-- Opening Marker --

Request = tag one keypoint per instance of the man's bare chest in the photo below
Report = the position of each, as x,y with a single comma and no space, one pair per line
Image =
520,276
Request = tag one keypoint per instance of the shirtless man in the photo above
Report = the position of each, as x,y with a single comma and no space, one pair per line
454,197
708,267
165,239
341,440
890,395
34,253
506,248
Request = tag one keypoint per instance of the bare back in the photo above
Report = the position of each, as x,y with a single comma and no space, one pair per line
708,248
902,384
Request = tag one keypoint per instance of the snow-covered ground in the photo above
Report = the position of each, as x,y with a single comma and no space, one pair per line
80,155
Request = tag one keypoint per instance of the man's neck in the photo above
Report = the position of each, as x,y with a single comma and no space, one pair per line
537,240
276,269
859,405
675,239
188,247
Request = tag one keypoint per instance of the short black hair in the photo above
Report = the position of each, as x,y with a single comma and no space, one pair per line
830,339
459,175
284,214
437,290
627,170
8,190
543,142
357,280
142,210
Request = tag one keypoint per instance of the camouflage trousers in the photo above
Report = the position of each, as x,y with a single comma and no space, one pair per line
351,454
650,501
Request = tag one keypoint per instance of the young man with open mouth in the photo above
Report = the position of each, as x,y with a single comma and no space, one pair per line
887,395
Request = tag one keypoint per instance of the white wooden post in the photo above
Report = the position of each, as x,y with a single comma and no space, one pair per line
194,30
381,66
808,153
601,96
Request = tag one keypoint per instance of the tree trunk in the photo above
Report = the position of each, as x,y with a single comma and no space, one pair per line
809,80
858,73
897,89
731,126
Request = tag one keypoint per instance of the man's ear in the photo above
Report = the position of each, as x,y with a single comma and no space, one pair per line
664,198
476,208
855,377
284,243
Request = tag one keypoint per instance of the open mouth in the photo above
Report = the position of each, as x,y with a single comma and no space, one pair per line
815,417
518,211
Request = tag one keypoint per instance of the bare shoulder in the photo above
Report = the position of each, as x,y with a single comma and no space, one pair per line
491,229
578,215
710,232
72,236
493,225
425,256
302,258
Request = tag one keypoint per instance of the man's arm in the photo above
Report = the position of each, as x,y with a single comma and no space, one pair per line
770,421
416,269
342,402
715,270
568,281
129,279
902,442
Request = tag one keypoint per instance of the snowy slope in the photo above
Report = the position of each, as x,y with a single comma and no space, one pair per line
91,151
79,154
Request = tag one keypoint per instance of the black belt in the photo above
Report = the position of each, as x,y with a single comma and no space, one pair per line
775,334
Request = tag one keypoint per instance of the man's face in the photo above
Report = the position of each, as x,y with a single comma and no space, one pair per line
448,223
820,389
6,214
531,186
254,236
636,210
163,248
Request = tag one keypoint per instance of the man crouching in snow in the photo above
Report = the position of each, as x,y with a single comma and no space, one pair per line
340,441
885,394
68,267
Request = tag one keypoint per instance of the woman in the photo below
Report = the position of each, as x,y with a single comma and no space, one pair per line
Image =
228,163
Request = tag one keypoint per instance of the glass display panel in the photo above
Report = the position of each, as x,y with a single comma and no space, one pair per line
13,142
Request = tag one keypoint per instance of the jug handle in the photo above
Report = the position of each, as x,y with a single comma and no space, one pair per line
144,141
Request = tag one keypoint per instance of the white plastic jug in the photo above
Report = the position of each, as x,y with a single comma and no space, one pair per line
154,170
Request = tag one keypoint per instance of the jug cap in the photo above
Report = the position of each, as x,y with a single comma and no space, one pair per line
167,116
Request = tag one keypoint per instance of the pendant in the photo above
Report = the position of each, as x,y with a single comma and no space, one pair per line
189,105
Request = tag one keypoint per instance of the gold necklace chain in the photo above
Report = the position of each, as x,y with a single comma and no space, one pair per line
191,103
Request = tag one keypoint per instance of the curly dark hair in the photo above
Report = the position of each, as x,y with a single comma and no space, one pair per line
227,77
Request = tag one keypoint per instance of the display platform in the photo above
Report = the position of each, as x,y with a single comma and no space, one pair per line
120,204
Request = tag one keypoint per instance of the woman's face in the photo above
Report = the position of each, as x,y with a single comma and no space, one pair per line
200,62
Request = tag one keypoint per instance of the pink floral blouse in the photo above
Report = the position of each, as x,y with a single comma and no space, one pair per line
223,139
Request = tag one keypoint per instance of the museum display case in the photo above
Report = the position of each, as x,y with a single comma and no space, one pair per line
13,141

-- Closing Marker --

The full listing above should be retyped without any alteration.

Solution
Request = tag one keypoint per instance of the man's bare chest in the photo below
Report = the position of each, as x,y with a single comma and no space, one pair per line
Image =
520,276
Request = tag one keypoint per instance of the shirtless man in the photo above
Report = the position of each, as x,y with a single comma and no space, one pair per line
454,197
708,267
165,239
341,440
890,395
34,253
506,248
Request = tag one keypoint per instance of the bare back in the photo above
Report = the position of each, as x,y with a single comma and no space, one pair per line
708,248
902,384
Request = tag one keypoint per instance of the snow-covered ground in the photo above
Report = the position of each, as x,y with a single comma and no space, one pair per line
80,155
Request = tag one keypoint per instance of the man's neck in the photo above
Report = the position of each, as x,y with a single comma and no space, one pair per line
537,240
276,269
859,405
675,239
188,247
Request = tag one keypoint per instance of the short black hair in the photo above
Report = the position of each, as x,y with a single comma and no space, one pair per line
830,339
459,175
284,214
437,290
627,170
8,190
543,142
357,280
142,210
Request = tag one keypoint per instance of the camouflage trousers in the photo above
Report = the position of each, as x,y with a single comma and no space, one pair per line
351,454
650,501
Request = tag one keypoint per instance of the young man with open mouth in the photo above
Report = the position of each, as x,y with a single comma and no space, one pair per line
887,395
Request = tag one keypoint per instance of the white wooden post in the photo above
Report = the position of each, as x,y with a single comma and no space, one pair per line
194,30
381,66
808,153
601,96
Request = tag one keypoint per instance of the tree trunk in the photo above
Report = the position of each, as x,y with a single comma and no space, one pair per line
809,80
858,73
897,89
731,126
Request = tag one keypoint per instance of the man's ear in the photo above
Report = the position of each, as x,y with a single comma and no space, one pair per line
664,198
476,208
855,377
284,243
Request = tag one keypoint per instance of the open mouth in the photo above
Report = the position of each, as x,y with a single comma and no space, one pair per line
815,417
518,211
Request = tag one keypoint per instance of the bare shoulder in the photo above
Report = the position of each, as x,y with a single comma and no space, one pair per line
491,229
578,215
710,232
72,236
493,225
425,256
302,258
Request = tag one keypoint per instance of the man's arm in the photo above
Report = the position of each, as x,y with a single comma and no space, one pair per line
770,421
416,269
342,402
715,270
568,281
129,279
902,442
Request = tag one keypoint per instance of the snowy slope in the photo above
Report = the position of each, as x,y with a single comma and no space, one pair per line
91,151
79,154
Request = tag one keypoint per instance of the black belt in the photo above
Report = the position of each, as x,y with a single comma and no space, one pair per line
775,334
Request = tag one keypoint per instance of the man's face in the photo above
Report = the position of each, as x,y with a single comma and no space, one pair per line
448,223
820,389
6,214
531,186
254,236
636,210
163,248
Request = tag one keypoint per instance of the man crouching in snow in the photo above
Report = the position of each, as x,y with a single comma and no space, one pair per line
340,441
885,394
68,267
Request = tag one keypoint per instance of the woman in the photo below
Report = the position of each, as x,y with a single comma and no space, one pair per line
Image =
228,163
Request = tag one keypoint per instance of the glass display panel in the photo above
Report = the position of each, as x,y with a single comma and no space, one pair per line
13,142
Request = tag one keypoint per instance of the jug handle in the photo above
Report = the position of each, as x,y with a single comma and no space, one pair per line
144,141
Request = tag one keypoint per instance of the white plastic jug in the photo above
Report = the position of each, as x,y with a single comma and no space, one pair per line
154,170
Request = tag one keypoint per instance of the jug cap in the photo above
Report = the position of each, as x,y with a single comma and no space, one pair per line
167,116
Request = tag one keypoint per instance of the pendant in the photo above
Report = the position of each, as x,y with a single comma and no space, one pair per line
189,105
Request = tag one keypoint per instance of the gold necklace chain in the photo above
Report = the position of each, as x,y with a single comma and no space, one pair per line
191,103
Request = tag one keypoint per instance of the curly dark hair in the photo above
Report = the position of each, as x,y with a single comma and no space, one pair per line
227,77
Request = tag one keypoint per instance of the display platform in the photo above
Report = the position of each, as x,y with a single comma and no space, one pair per line
120,204
Request = tag one keypoint per instance of the woman's face in the photo above
Report = the position of each, as x,y with a single comma and no space, one pair per line
200,62
Request = tag one keypoint per instance of the pink floral blouse in the photo above
Report = the position of each, as x,y with a single comma and no space, one pair per line
223,139
Request = tag one keypoint per instance of the museum display case in the photo above
Report = the position of each, as x,y with a single comma and no space, one pair per line
13,141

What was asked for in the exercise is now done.